AIM
Take the line that contains "of the assault" as the first and the last line of the material as the final one; set down exactly the lines in that span.

GIVEN DATA
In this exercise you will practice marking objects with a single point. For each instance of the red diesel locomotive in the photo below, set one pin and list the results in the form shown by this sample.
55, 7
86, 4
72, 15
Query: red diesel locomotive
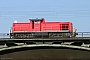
38, 28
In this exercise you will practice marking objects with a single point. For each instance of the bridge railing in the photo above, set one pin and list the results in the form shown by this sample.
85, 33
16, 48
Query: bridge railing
83, 34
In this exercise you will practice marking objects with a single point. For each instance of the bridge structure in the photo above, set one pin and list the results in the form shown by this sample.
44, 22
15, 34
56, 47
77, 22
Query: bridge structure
81, 40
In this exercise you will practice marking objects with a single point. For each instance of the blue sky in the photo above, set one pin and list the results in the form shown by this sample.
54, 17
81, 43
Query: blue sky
75, 11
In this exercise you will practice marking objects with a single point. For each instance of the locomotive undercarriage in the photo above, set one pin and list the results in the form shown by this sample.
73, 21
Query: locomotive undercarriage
41, 35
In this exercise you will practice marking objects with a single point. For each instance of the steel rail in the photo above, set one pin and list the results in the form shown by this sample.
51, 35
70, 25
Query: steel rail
47, 45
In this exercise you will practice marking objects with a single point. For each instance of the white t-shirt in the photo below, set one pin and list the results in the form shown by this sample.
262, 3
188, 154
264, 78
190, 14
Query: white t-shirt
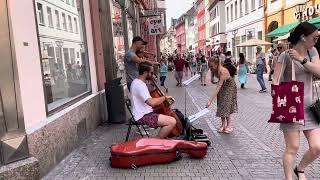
139, 95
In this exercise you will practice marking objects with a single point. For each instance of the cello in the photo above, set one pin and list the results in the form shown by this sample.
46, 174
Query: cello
165, 109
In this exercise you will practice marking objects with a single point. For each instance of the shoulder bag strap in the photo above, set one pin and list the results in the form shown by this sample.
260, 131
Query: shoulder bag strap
281, 70
313, 81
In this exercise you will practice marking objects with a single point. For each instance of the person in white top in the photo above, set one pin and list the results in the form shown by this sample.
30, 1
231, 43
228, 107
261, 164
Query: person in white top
143, 103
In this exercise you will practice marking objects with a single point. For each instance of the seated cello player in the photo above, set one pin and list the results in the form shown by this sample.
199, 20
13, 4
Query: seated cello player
143, 103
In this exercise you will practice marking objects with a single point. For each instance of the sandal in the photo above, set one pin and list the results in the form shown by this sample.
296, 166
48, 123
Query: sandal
221, 129
228, 130
297, 172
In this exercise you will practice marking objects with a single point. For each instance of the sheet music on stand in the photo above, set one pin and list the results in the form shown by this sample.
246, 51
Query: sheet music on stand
199, 114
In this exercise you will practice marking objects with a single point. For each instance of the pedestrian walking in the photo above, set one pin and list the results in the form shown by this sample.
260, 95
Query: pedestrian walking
226, 94
193, 66
163, 74
261, 68
243, 70
229, 59
131, 60
270, 62
187, 65
203, 70
305, 59
179, 64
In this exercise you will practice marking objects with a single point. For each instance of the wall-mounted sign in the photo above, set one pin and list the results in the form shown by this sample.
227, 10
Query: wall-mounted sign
147, 13
309, 11
155, 26
117, 29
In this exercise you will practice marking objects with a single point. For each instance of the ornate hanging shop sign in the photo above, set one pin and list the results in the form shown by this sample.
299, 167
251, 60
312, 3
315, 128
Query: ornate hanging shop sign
155, 26
309, 11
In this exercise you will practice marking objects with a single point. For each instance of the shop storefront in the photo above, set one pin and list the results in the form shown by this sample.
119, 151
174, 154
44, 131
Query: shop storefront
279, 23
48, 94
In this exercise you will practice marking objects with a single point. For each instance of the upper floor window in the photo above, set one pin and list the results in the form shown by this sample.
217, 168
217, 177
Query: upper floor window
70, 24
253, 5
246, 6
231, 11
57, 19
64, 58
76, 25
40, 13
64, 22
236, 9
260, 3
227, 14
49, 17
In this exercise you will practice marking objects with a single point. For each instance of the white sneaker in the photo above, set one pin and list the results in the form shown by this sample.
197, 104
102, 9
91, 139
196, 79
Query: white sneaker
143, 133
147, 128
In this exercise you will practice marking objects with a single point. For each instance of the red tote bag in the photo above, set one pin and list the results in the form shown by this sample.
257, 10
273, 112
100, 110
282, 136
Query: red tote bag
288, 101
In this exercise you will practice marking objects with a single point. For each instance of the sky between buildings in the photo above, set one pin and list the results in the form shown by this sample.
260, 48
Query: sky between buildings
175, 8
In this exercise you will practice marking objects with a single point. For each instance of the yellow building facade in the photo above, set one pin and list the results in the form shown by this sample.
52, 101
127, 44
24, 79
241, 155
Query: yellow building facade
285, 12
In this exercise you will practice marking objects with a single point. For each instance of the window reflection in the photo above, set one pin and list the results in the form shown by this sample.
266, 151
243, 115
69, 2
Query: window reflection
63, 54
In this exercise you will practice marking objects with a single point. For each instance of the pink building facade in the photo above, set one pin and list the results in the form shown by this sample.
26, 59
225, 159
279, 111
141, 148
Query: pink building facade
181, 35
201, 26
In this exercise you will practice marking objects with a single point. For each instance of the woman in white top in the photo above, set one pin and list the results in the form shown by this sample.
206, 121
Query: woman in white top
306, 61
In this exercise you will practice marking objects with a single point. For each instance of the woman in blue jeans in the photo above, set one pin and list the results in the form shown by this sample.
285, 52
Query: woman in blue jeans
261, 68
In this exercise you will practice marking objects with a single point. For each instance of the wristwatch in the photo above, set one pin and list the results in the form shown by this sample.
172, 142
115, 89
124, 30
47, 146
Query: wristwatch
305, 60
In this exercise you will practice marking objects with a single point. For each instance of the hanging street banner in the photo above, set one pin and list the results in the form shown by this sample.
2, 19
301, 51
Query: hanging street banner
156, 26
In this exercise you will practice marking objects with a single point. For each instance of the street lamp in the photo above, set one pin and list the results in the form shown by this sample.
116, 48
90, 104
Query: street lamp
300, 9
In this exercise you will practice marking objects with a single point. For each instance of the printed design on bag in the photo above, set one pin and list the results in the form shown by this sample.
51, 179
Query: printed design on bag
294, 120
292, 109
295, 88
281, 118
282, 102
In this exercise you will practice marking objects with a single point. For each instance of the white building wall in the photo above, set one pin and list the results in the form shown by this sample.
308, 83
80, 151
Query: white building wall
29, 65
220, 37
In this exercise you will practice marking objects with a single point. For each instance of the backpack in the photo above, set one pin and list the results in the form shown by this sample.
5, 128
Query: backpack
231, 68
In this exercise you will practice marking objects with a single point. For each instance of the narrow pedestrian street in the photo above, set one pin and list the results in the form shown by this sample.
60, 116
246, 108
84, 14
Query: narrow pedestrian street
252, 151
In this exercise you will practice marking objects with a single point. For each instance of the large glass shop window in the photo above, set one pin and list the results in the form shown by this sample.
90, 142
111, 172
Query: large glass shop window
63, 50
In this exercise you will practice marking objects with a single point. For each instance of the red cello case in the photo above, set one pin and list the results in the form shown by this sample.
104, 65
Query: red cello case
144, 151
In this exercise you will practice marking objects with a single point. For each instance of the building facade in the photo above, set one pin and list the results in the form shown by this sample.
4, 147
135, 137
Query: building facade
190, 26
201, 26
168, 42
217, 26
57, 57
52, 50
283, 16
244, 20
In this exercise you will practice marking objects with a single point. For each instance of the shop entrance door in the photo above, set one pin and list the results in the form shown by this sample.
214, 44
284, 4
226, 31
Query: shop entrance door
13, 143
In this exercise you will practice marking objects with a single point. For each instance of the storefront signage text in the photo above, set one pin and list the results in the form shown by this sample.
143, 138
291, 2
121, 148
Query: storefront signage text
155, 26
309, 11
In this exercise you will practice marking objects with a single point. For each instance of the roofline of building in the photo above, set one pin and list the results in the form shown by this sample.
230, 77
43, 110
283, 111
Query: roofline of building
213, 4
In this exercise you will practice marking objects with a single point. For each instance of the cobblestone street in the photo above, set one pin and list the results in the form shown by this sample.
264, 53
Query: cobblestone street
252, 151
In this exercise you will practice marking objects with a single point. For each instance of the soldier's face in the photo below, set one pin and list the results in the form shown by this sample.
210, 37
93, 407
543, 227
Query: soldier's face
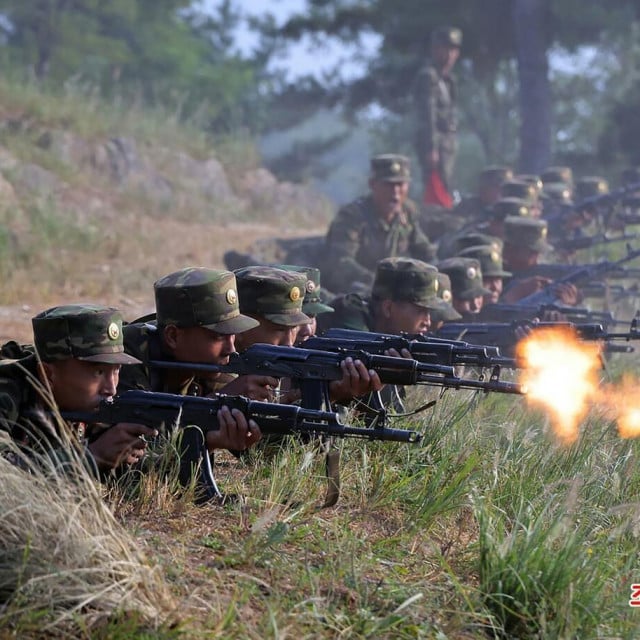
197, 344
445, 57
388, 197
466, 307
402, 317
519, 257
267, 333
495, 286
78, 385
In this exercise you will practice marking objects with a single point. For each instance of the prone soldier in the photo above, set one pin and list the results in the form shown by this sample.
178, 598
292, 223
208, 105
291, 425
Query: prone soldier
75, 364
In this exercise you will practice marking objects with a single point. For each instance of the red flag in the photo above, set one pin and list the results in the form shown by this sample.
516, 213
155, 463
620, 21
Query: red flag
435, 192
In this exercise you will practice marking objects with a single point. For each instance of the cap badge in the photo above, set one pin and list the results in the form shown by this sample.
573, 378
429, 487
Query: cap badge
113, 331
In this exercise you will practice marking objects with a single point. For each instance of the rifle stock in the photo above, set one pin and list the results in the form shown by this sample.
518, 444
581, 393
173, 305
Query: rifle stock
199, 415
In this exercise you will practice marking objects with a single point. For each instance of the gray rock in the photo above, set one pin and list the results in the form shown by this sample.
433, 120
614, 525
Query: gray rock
35, 180
68, 148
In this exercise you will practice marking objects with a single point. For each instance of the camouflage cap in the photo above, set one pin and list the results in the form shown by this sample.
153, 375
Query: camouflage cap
590, 186
390, 167
494, 176
557, 174
510, 207
475, 238
466, 277
81, 331
201, 297
489, 258
273, 294
406, 280
444, 312
520, 189
312, 304
528, 233
447, 36
557, 192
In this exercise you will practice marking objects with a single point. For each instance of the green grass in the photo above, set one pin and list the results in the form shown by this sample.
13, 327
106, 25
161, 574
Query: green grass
487, 528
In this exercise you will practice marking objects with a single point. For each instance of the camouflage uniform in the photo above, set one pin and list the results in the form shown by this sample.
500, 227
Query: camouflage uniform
358, 238
437, 95
85, 332
525, 233
191, 297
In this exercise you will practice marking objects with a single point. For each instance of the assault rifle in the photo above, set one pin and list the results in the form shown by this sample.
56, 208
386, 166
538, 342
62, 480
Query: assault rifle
199, 415
585, 273
313, 369
503, 334
428, 349
588, 242
555, 271
503, 312
605, 202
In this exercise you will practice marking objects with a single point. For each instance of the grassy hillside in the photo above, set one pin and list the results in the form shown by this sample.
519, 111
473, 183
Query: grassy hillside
99, 200
488, 528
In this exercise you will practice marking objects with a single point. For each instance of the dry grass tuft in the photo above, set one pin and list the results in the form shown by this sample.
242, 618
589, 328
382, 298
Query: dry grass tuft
66, 565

TASK OUTPUT
In this exercise you will practice marking objects with a single point. For each instance of the assault rifle in the photo above, set one pin and list the results in the form shown by this sample.
56, 208
386, 166
538, 342
62, 480
Query: assault rifle
199, 415
585, 273
313, 369
503, 334
428, 349
588, 242
555, 271
503, 312
605, 202
In this exercise you will practice marking objects with a single point. For each instance of the grassy hillside in the photo above, set one pin and list the results in the form shown by this sample.
519, 111
473, 183
Query: grassy hillside
99, 200
488, 528
In this exercise you will practice marking objects with a single point. For each instance of the dry grass tuft in the photo above, set one pin and list the results in the form shown by this sample.
242, 618
589, 328
382, 298
Query: dry grass tuft
66, 565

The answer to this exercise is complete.